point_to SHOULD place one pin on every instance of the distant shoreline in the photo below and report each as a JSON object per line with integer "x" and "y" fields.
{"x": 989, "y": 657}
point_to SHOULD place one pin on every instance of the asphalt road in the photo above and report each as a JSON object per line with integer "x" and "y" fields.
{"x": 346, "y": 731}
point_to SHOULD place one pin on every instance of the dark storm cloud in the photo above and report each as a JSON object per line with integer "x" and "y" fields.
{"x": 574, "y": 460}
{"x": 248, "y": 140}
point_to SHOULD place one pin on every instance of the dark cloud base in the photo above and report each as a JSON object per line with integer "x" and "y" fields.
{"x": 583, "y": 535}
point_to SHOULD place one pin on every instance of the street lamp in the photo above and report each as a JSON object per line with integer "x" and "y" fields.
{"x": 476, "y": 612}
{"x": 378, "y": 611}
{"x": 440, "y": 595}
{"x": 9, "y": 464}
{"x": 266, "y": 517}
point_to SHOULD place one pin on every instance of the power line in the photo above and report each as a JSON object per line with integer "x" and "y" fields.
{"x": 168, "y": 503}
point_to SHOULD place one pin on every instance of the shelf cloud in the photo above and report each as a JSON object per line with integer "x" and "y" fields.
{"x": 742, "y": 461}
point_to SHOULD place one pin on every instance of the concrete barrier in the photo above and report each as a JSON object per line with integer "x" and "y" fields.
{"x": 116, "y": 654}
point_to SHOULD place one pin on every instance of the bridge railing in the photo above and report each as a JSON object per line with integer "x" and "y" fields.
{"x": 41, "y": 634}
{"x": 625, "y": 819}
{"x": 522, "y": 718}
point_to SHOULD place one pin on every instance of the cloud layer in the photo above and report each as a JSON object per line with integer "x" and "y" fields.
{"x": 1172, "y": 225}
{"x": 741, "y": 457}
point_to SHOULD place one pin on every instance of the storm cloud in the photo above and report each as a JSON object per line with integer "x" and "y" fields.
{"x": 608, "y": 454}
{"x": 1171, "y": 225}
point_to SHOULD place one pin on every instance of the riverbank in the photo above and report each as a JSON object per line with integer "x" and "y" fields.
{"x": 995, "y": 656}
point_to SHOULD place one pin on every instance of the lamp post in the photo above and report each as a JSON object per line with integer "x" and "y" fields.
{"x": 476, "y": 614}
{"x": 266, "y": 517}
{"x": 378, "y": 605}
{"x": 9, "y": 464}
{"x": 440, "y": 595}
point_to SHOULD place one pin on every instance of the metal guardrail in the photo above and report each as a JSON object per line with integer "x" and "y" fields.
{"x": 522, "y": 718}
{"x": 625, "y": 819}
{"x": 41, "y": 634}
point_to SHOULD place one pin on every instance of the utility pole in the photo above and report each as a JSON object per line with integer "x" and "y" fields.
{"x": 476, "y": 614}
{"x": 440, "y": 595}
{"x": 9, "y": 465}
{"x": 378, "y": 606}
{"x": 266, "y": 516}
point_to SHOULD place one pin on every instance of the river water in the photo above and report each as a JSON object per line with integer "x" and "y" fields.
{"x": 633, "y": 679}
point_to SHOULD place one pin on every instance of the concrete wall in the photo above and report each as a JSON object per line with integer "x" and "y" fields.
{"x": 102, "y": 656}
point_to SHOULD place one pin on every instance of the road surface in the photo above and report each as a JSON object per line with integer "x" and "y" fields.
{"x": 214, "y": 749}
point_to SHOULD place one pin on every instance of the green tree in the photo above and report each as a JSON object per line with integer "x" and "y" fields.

# Your objective
Find the line containing "point_to SHOULD place one pin on every instance of the lamp" in the material above. Print it and every line after it through the end, exactly and only those.

# Response
point_to SHOULD place one pin on every instance of the lamp post in the photo above and report each as a JSON object per line with integer "x" and "y" fields.
{"x": 476, "y": 614}
{"x": 266, "y": 517}
{"x": 378, "y": 605}
{"x": 9, "y": 464}
{"x": 440, "y": 595}
point_to SHOULD place one pin on every instance of the metal guardrail in the photo above and report each as a JSON object per line with integer "x" and "y" fields.
{"x": 522, "y": 718}
{"x": 625, "y": 819}
{"x": 41, "y": 634}
point_to SHOULD place one pin on every instance of the utility pole in the photo above and report each as a JSON object per line with integer "x" and "y" fields.
{"x": 476, "y": 614}
{"x": 440, "y": 595}
{"x": 9, "y": 465}
{"x": 378, "y": 606}
{"x": 266, "y": 516}
point_to SHOULD place one pin on every instance of the river water in the photo above and report each as a JSON object per line with integer "x" and "y" fields.
{"x": 633, "y": 679}
point_to SHOULD place one pin on every instance of the concrete wall in the photo above and report each as a JSON object per line with integer "x" and "y" fields.
{"x": 102, "y": 656}
point_to SHOULD place one pin on every instance of the road surface in the photo above and report each as a JSON object per line with integer "x" and "y" fields.
{"x": 214, "y": 749}
point_to SHOULD place one pin on every instance of the green tree in the photo above and report each as a JSON object per line with integer "x" and "y" fields.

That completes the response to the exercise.